▸ Activity A: In the passage on prejudice and discrimination, which sociologist wrote the essay "Discrimination and the American Creed"?
▸ Activity B: Duplicate the passage on prejudice and discrimination from "Believing something, feeling" to "people is discrimination.".
▸ Activity C: Carry the passage on prejudice and discrimination forward from its last sentence.

▸ Page text:
────

Like other attitudes, prejudice (the word is derived from the Latin praejudicium, meaning to prejudge) has several components: cognitive, affective, and behavioral. The first refers to beliefs, even those that may be and frequently are erroneous (“All Slobovians are terrorists”). The second refers to emotions (“Whenever I see a White person I get nervous”). The third refers to a readiness to act (“I know what I'm going to do when I go into that neighborhood where those people live”). According to sociologist Arnold M. Rose, “However false as to fact, prejudice has a certain logic, a logic not of reason but of the emotions…. Prejudice is more than false belief; it is a structure of false belief with a purpose, however unconscious” (1948, p. 374).

Believing something, feeling something, even having an impulse to act on those beliefs and feelings is not action, but any form of unjust and harmful behavior against a specific social aggregate, category, or group of people is discrimination.

Many Americans have grown up learning the bit of doggerel that says, “Sticks and stones may break my bones, but names will never hurt me.” This is simply untrue. Names—“coon,” “spic,” “wop,” “hebe,” “raghead” (epithets that have been used as labels for African Americans, Italians, Latinos, Jews, and Arabs, respectively)—and other such derogatory terms hurt those targeted by such expressions. They are harmful. Name-calling is discrimination. So, too, of course, is any manifestation of denial of access and attacks against others based on race, creed, color, gender, or sexual orientation. Such actions range from segregation and ghettoization to “ethnic cleansing” and genocide, the deliberate mass murder of a targeted population. Every one of these forms of discrimination has occurred over the centuries. The 21st century appears to be no exception.

Many years ago, in an essay, “Discrimination and the American Creed,” the American sociologist Robert K. Merton pointed out that it is a fact that many prejudiced people do act in a discriminatory manner and that some, far fewer, nonprejudiced people never discriminate. At the same time, there are many who might be prejudiced but refrain from acting on their beliefs and feelings and desires and many who are inclined to discriminate but are somehow reluctant to do so. Merton sagely suggested that a key factor in these seemingly curious conundrums is the situation in which individuals find themselves.

────

▸ Given data:
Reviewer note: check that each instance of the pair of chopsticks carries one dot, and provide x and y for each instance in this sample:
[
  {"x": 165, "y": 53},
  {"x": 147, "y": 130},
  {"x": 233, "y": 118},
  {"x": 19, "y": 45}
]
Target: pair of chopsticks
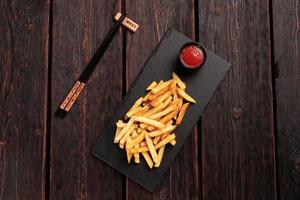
[{"x": 70, "y": 99}]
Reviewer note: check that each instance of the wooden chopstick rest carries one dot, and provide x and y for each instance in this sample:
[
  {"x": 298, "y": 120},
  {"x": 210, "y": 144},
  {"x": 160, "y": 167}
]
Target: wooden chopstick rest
[{"x": 70, "y": 99}]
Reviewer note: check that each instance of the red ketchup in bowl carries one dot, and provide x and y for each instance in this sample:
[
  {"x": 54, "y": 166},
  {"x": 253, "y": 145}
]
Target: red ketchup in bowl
[{"x": 192, "y": 55}]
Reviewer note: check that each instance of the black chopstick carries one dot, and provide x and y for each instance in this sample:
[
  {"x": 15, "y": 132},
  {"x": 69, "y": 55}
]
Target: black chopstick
[{"x": 83, "y": 79}]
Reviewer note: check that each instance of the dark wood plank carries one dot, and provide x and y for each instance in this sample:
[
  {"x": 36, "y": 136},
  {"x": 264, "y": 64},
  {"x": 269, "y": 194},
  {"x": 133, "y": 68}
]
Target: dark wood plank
[
  {"x": 23, "y": 64},
  {"x": 286, "y": 23},
  {"x": 154, "y": 17},
  {"x": 78, "y": 30},
  {"x": 237, "y": 128}
]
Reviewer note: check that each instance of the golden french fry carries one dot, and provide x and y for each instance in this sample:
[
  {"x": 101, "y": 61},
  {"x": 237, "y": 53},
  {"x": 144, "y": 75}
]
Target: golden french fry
[
  {"x": 146, "y": 98},
  {"x": 170, "y": 116},
  {"x": 154, "y": 113},
  {"x": 133, "y": 111},
  {"x": 182, "y": 113},
  {"x": 160, "y": 155},
  {"x": 169, "y": 123},
  {"x": 185, "y": 95},
  {"x": 160, "y": 87},
  {"x": 139, "y": 149},
  {"x": 165, "y": 141},
  {"x": 179, "y": 82},
  {"x": 143, "y": 144},
  {"x": 148, "y": 159},
  {"x": 120, "y": 124},
  {"x": 158, "y": 108},
  {"x": 164, "y": 136},
  {"x": 173, "y": 86},
  {"x": 118, "y": 129},
  {"x": 137, "y": 140},
  {"x": 160, "y": 99},
  {"x": 173, "y": 142},
  {"x": 136, "y": 104},
  {"x": 162, "y": 131},
  {"x": 151, "y": 86},
  {"x": 151, "y": 148},
  {"x": 125, "y": 129},
  {"x": 134, "y": 134},
  {"x": 139, "y": 130},
  {"x": 143, "y": 110},
  {"x": 155, "y": 96},
  {"x": 143, "y": 125},
  {"x": 164, "y": 112},
  {"x": 136, "y": 157},
  {"x": 156, "y": 139},
  {"x": 128, "y": 152},
  {"x": 150, "y": 122},
  {"x": 127, "y": 134}
]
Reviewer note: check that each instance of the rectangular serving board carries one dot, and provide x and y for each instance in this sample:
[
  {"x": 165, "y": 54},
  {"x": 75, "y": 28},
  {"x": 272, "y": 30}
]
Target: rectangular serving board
[{"x": 201, "y": 85}]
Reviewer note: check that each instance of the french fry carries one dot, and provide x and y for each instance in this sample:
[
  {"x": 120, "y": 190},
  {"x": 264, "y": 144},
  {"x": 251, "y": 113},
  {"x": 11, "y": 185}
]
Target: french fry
[
  {"x": 136, "y": 155},
  {"x": 143, "y": 110},
  {"x": 162, "y": 131},
  {"x": 185, "y": 95},
  {"x": 125, "y": 129},
  {"x": 160, "y": 156},
  {"x": 134, "y": 134},
  {"x": 156, "y": 139},
  {"x": 148, "y": 159},
  {"x": 139, "y": 149},
  {"x": 143, "y": 144},
  {"x": 151, "y": 86},
  {"x": 150, "y": 122},
  {"x": 151, "y": 148},
  {"x": 118, "y": 129},
  {"x": 143, "y": 125},
  {"x": 179, "y": 82},
  {"x": 158, "y": 108},
  {"x": 137, "y": 140},
  {"x": 164, "y": 136},
  {"x": 165, "y": 141},
  {"x": 173, "y": 86},
  {"x": 160, "y": 87},
  {"x": 133, "y": 111},
  {"x": 155, "y": 96},
  {"x": 136, "y": 104},
  {"x": 170, "y": 116},
  {"x": 160, "y": 99},
  {"x": 127, "y": 134},
  {"x": 164, "y": 112},
  {"x": 120, "y": 124},
  {"x": 139, "y": 130},
  {"x": 128, "y": 152},
  {"x": 182, "y": 113},
  {"x": 146, "y": 98},
  {"x": 173, "y": 142}
]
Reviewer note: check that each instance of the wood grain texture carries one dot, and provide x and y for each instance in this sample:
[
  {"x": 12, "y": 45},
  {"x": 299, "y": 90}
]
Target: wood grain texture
[
  {"x": 286, "y": 18},
  {"x": 154, "y": 17},
  {"x": 23, "y": 98},
  {"x": 78, "y": 30},
  {"x": 237, "y": 128}
]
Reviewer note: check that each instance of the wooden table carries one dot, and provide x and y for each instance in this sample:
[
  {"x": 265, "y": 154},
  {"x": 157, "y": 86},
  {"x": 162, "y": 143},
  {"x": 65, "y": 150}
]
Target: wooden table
[{"x": 246, "y": 146}]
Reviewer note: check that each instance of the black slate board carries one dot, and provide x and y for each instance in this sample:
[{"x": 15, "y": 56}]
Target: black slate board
[{"x": 201, "y": 85}]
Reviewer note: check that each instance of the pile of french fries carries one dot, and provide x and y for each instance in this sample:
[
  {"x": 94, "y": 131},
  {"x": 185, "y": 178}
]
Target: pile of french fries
[{"x": 151, "y": 121}]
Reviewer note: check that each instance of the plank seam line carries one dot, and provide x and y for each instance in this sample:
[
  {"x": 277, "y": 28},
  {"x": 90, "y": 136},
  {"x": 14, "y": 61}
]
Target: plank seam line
[
  {"x": 274, "y": 74},
  {"x": 199, "y": 130},
  {"x": 124, "y": 87},
  {"x": 49, "y": 85}
]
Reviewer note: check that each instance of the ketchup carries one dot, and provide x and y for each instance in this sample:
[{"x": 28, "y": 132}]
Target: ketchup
[{"x": 192, "y": 56}]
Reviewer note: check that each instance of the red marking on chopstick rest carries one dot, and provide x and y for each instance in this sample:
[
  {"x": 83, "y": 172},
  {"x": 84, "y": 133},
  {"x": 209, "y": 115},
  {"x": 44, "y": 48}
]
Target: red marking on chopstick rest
[{"x": 192, "y": 56}]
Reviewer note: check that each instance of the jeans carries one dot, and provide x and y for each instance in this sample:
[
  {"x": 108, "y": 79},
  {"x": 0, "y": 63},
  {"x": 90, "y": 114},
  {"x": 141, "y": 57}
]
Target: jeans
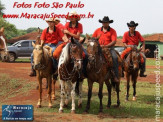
[
  {"x": 115, "y": 61},
  {"x": 85, "y": 61},
  {"x": 53, "y": 46},
  {"x": 143, "y": 66}
]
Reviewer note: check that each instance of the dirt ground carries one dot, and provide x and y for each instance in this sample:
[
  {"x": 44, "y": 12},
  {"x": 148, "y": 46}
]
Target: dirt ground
[{"x": 21, "y": 71}]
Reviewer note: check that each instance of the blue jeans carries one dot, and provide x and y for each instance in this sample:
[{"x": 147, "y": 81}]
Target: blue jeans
[
  {"x": 53, "y": 46},
  {"x": 85, "y": 61}
]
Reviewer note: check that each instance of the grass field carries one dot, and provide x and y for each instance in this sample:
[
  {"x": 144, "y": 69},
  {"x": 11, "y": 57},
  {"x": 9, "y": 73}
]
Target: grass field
[{"x": 143, "y": 107}]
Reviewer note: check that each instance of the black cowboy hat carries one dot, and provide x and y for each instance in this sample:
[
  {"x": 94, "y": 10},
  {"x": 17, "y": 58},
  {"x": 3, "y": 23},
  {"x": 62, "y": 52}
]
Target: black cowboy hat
[
  {"x": 106, "y": 20},
  {"x": 132, "y": 24}
]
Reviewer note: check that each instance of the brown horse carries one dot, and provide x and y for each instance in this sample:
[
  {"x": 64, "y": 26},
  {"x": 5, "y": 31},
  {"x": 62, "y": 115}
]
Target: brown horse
[
  {"x": 98, "y": 71},
  {"x": 44, "y": 69},
  {"x": 3, "y": 47},
  {"x": 131, "y": 68},
  {"x": 70, "y": 71}
]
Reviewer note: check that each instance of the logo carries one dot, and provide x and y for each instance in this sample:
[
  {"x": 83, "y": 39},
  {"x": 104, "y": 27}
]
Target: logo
[{"x": 17, "y": 112}]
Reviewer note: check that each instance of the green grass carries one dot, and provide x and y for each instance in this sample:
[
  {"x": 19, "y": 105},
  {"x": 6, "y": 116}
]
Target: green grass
[
  {"x": 10, "y": 87},
  {"x": 152, "y": 62},
  {"x": 143, "y": 107}
]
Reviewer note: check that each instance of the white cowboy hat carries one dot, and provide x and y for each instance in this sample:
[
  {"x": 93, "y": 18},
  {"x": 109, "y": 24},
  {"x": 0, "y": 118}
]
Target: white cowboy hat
[
  {"x": 75, "y": 14},
  {"x": 50, "y": 20}
]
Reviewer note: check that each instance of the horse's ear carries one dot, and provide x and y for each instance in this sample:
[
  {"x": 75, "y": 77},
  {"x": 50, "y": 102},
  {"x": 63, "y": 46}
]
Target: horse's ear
[
  {"x": 72, "y": 40},
  {"x": 33, "y": 44},
  {"x": 38, "y": 30},
  {"x": 2, "y": 29},
  {"x": 87, "y": 36}
]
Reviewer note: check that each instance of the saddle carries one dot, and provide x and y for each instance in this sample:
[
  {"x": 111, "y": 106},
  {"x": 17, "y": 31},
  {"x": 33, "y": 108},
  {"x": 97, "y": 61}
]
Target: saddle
[{"x": 108, "y": 56}]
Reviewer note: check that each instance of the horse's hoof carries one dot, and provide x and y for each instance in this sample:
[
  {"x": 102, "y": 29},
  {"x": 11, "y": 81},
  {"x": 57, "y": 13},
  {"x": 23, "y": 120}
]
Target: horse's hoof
[
  {"x": 38, "y": 106},
  {"x": 80, "y": 106},
  {"x": 60, "y": 111},
  {"x": 72, "y": 111},
  {"x": 134, "y": 98},
  {"x": 65, "y": 106}
]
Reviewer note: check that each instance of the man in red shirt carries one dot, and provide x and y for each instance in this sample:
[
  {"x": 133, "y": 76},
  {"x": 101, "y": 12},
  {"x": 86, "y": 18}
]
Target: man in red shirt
[
  {"x": 107, "y": 38},
  {"x": 132, "y": 38},
  {"x": 51, "y": 36}
]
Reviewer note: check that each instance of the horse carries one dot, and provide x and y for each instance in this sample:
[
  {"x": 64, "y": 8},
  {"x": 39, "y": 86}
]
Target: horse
[
  {"x": 70, "y": 73},
  {"x": 44, "y": 69},
  {"x": 98, "y": 71},
  {"x": 131, "y": 68},
  {"x": 3, "y": 47}
]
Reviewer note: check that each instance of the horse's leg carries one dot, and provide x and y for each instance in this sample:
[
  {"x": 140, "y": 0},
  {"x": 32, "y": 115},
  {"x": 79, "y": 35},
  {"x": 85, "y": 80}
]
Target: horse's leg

────

▸ Answer area A: Robert K. Merton

▸ Answer area B:
Believing something, feeling something, even having an impulse to act on those beliefs and feelings is not action, but any form of unjust and harmful behavior against a specific social aggregate, category, or group of people is discrimination.

▸ Answer area C:
While those in the first two categories—who might be called “active bigots” and “open-minded liberals,” respectively—are readily identifiable, they are in the minority. According to Merton, far more people fall into the other cells of the typology. The prejudiced nondiscriminators are those who may harbor all sorts of negative thoughts about others but are restrained by law or custom from acting on their preconceived assumptions. The nonprejudiced discriminators are those who “know better” but follow certain policies and practices because they do not want to rock the boat. They may consciously go along to get along. The last two types, aptly labeled “timid bigots” and “fair-weather liberals,” are both clearly influenced by the circumstances in which they find themselves. The importance of this cannot be overstated: In the first case, restraint prevents prejudiced people from turning thoughts into actions; in the second, altering the social conditions by enacting and enforcing antidiscrimination laws can give license to those who go along to get along despite their own beliefs, to bring behavior into line with sentiments.